Enabling Apache Airflow to copy large S3 objects

If you’re trying to use Apache Airflow to copy large objects in S3, you might have encountered issues where S3 complains about you sending an InvalidRequest. We will fix that in this post by writing a custom operator to handle the underlying problem. Before we do that, let’s first understand where this issue originated.

In case you need a primer on Airflow, check out our post Understanding Apache Airflow on AWS, but if you do - what are you doing here?

The error message that led you to this post looks something like this:

An error occurred (InvalidRequest) when calling the CopyObject operation: The specified copy source is larger than the maximum allowable size for a copy source […]

And the problematic code that caused it may look something like that. Although this code is not problematic in itself. For smaller objects, it works perfectly fine.

from airflow.providers.amazon.aws.operators.s3 import S3CopyObjectOperator

op = S3CopyObjectOperator(
	task_id="copy_source_file",
	source_bucket_name="source-bucket",
	source_bucket_key="path/to_large_object",
	dest_bucket_name="destination-bucket",
	dest_bucket_key="save-me-here",
)

The name of the operator indicates the underlying API call, which is CopyObject. In general, CopyObject is pretty robust, but there’s a failure mode that’s not immediately obvious - it is limited to copying objects up to 5GB in a single operation. That means attempting to copy any object larger than that leads to the aforementioned error message.

This is mentioned in the first big info box in the docs, but who has time to read those, right? It even includes a link to the proposed solution, which means using multipart uploads to achieve this. Before you groan - no, you won’t have to handle splitting up stuff into byte ranges and managing the individual copy operations. All of that comes included in your installation of boto3 in the form of the S3 client’s copy operation.

The copy method uses the underlying s3transfer library that ships with boto3 and transparently manages the multipart uploads. I should note here, that despite the name being “multipart upload”, we don’t need to download the object first before uploading it again, it uses the UploadPartCopy API, which keeps the data internal to S3.

» Stored rows
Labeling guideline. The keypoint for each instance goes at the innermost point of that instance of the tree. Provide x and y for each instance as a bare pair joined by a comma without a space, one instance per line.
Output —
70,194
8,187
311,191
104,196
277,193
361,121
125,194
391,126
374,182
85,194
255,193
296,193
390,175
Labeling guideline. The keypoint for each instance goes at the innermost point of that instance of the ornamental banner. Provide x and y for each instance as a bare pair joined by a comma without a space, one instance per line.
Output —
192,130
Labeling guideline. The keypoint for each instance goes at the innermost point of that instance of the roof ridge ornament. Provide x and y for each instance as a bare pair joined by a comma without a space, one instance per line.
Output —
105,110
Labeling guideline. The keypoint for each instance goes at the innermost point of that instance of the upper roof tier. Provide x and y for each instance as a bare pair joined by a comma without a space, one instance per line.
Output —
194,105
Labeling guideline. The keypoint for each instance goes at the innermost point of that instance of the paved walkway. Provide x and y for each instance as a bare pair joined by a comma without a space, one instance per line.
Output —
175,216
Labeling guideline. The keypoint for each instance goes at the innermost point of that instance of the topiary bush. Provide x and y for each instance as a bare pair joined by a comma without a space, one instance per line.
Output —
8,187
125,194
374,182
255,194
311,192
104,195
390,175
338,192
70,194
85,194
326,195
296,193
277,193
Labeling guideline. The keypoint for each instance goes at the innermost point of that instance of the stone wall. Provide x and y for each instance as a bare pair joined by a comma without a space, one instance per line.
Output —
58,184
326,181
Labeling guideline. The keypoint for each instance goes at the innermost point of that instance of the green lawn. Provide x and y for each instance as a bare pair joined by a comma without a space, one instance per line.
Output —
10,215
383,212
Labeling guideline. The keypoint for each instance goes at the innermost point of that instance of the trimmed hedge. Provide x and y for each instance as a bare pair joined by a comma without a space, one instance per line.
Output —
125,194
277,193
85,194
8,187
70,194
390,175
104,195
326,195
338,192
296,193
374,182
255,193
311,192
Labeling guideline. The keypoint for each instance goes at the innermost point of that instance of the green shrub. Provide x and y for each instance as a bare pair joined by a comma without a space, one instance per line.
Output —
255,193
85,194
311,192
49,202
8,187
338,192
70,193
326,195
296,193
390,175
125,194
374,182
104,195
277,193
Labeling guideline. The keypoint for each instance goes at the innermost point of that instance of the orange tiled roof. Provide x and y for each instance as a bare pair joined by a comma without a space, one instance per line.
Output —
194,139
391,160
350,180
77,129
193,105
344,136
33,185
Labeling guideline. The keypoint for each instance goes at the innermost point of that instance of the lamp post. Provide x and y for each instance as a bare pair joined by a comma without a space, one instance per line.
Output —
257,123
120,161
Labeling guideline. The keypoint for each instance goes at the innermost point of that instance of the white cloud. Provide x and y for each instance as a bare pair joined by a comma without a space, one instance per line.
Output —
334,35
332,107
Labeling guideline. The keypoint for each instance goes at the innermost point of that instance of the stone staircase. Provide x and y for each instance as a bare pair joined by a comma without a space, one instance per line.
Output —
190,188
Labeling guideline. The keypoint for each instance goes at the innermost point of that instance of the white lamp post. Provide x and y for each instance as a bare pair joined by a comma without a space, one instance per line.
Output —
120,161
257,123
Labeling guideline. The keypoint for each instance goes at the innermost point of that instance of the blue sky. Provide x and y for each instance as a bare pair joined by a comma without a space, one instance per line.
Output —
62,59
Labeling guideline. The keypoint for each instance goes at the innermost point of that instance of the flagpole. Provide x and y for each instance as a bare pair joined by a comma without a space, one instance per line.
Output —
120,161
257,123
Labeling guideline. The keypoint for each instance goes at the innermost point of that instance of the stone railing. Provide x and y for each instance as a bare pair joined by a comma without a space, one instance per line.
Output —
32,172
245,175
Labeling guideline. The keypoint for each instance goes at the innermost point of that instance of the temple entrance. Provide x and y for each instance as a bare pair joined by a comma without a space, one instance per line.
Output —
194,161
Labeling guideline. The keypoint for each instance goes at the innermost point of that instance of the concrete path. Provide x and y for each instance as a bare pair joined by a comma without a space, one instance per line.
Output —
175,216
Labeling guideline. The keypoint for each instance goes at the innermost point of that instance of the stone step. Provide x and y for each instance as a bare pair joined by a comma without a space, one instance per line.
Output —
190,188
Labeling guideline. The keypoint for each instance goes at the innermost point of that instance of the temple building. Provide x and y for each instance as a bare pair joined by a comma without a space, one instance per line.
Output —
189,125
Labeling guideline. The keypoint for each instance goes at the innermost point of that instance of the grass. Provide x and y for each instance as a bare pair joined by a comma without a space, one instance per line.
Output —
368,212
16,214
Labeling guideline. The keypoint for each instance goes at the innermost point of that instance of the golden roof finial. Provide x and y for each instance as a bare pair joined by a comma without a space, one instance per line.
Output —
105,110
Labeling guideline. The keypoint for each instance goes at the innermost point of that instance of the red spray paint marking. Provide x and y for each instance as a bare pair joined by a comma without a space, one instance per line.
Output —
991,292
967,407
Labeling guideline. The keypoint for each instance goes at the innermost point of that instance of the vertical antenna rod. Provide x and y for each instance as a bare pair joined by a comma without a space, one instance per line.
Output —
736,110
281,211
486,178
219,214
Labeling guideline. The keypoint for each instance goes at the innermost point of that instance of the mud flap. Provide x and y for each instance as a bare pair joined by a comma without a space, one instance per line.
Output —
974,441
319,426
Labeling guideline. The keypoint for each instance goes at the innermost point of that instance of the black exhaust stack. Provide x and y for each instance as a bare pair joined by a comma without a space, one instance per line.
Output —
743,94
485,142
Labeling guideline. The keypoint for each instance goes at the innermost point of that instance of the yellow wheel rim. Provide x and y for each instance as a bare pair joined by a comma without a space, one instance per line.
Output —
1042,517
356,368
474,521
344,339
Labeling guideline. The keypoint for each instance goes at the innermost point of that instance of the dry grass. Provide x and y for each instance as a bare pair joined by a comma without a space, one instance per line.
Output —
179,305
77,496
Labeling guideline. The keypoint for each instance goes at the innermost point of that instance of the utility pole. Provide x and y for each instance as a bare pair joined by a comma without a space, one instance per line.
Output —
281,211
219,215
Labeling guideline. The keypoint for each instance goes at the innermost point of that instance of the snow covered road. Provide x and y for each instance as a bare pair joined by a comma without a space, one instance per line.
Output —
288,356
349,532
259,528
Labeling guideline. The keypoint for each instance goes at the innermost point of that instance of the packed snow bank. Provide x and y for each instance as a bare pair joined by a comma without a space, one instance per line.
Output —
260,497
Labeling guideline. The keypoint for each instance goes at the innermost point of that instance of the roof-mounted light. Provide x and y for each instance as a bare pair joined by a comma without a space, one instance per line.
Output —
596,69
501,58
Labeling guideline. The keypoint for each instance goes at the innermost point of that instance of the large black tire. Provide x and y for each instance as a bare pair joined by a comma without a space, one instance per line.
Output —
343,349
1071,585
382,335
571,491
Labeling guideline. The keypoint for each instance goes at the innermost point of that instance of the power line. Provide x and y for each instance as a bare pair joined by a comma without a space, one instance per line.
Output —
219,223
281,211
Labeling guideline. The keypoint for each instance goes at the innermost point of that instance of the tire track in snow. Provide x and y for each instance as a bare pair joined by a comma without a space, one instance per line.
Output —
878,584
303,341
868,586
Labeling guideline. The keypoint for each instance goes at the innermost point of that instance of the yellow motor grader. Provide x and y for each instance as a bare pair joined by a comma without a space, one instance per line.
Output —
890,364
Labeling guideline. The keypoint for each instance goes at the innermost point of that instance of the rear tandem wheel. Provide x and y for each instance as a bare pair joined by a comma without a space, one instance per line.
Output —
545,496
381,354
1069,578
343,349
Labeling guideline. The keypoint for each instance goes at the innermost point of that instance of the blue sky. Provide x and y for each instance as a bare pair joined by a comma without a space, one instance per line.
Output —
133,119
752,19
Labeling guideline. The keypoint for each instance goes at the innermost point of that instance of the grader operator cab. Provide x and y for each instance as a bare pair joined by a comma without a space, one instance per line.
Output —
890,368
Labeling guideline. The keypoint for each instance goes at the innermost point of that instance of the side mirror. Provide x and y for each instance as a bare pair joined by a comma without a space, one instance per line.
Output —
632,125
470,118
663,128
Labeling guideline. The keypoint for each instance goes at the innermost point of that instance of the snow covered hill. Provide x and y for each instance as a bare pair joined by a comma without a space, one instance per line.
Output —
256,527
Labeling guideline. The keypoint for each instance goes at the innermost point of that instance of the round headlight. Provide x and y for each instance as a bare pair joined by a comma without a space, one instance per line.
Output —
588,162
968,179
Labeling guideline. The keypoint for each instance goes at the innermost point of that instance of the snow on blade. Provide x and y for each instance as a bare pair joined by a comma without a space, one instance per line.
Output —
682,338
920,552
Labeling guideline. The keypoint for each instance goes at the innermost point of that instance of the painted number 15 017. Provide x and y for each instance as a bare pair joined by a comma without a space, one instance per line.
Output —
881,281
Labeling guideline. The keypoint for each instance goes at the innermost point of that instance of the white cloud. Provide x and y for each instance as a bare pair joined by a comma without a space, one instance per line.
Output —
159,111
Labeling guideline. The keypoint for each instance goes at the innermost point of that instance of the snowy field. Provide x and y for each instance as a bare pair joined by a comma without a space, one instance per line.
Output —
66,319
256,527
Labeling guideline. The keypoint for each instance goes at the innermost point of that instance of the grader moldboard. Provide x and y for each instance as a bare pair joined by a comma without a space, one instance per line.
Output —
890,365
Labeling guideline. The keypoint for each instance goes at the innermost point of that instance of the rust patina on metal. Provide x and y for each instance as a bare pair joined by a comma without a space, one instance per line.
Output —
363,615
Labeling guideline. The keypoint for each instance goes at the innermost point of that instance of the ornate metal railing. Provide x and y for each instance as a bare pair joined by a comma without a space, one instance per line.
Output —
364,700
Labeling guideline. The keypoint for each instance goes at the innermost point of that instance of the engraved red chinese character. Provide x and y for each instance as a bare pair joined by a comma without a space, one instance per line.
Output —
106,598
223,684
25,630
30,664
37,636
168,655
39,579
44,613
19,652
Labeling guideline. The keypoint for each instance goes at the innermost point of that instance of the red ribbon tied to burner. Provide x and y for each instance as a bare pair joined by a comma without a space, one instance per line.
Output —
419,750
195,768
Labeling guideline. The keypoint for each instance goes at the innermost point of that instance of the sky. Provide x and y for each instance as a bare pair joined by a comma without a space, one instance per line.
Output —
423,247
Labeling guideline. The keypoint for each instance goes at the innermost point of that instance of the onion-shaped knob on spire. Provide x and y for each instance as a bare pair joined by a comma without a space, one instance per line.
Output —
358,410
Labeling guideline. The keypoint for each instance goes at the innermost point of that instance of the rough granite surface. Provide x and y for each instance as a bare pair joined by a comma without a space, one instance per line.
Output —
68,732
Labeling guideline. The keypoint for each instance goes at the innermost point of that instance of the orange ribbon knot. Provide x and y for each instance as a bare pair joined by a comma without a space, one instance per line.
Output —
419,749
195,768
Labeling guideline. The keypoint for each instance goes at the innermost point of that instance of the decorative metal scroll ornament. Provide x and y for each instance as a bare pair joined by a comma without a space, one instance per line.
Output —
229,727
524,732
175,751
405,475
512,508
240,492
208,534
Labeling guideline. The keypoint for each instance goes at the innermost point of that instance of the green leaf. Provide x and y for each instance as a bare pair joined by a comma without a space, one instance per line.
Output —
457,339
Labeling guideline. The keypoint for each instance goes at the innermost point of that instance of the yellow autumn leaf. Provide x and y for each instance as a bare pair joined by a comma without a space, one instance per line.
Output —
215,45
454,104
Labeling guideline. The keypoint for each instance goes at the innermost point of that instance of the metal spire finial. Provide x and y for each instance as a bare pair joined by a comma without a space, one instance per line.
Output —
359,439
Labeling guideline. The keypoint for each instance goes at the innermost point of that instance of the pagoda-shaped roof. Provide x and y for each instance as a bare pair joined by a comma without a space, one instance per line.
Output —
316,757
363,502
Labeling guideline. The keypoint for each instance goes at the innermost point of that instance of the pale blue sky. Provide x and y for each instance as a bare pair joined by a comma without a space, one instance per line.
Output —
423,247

» Things to do
- 1) Three questions about the post on copying large S3 objects with Apache Airflow:
(a) Which API call does S3CopyObjectOperator rely on, and up to what size can that call copy an object in a single operation?
(b) Which library, shipped with boto3, does the S3 client's copy method use to manage multipart uploads?
(c) Which API lets the multipart approach keep the data internal to S3 instead of downloading it first?
- 2) Can you carry on with the post about copying large S3 objects with Apache Airflow, starting after its last sentence?

» Answer list
- 1)
(a) CopyObject, which can copy objects up to 5GB in a single operation.
(b) The s3transfer library.
(c) The UploadPartCopy API.

- 2)
Using this is as simple as subclassing the existing S3CopyObjectOperator and overwriting the execute method, which Airflow calls to perform the actual operation. In the code below, you can see that I try to delegate the API call to the parent class and only become active if there’s an exception.

from airflow.providers.amazon.aws.operators.s3 import S3CopyObjectOperator
from botocore.exceptions import ClientError

class S3CopyOperator(S3CopyObjectOperator):
    """
    An extension of the S3CopyObjectOperator that can copy
    objects larger than 5GB.
    """

    def execute(self, context: Context):

        s3_hook = S3Hook(aws_conn_id=self.aws_conn_id, verify=self.verify)

        try:
            super().execute(context)
        except ClientError as err:

            if err.response["Error"]["Code"] == "InvalidRequest":
                # The response when we try to copy more than 5GB in one request.
                s3_hook.conn.copy(
                    CopySource={
                        "Bucket": self.source_bucket_name,
                        "Key": self.source_bucket_key,
                    },
                    Bucket=self.dest_bucket_name,
                    Key=self.dest_bucket_key,
                )
            else:
                raise err

The error code InvalidRequest is used to denote this specific error, although confusingly it’s not listed in the API docs for CopyObject but as part of the generic error responses documentation. If we get this error, we use the conn object of an S3Hook, which is basically a wrapper around boto3 to call the appropriate copy method with the parameters from our instance. You can use it like this:

op = S3CopyOperator(
	task_id="copy_source_file",
	source_bucket_name="source-bucket",
	source_bucket_key="path/to_large_object",
	dest_bucket_name="destination-bucket",
	dest_bucket_key="save-me-here",
)

This approach means the API doesn’t change, i.e., you can just replace the S3CopyObjectOperator instances with S3CopyOperator instances. Additionally, we only perform the extra work of doing the multipart upload when the simpler method is insufficient. The trade-off is that we’re inefficient if almost every object is larger than 5GB because we’re doing a “useless” API call first. As usual, it depends. A similar approach has been discussed in this Github Issue in the Airflow repository.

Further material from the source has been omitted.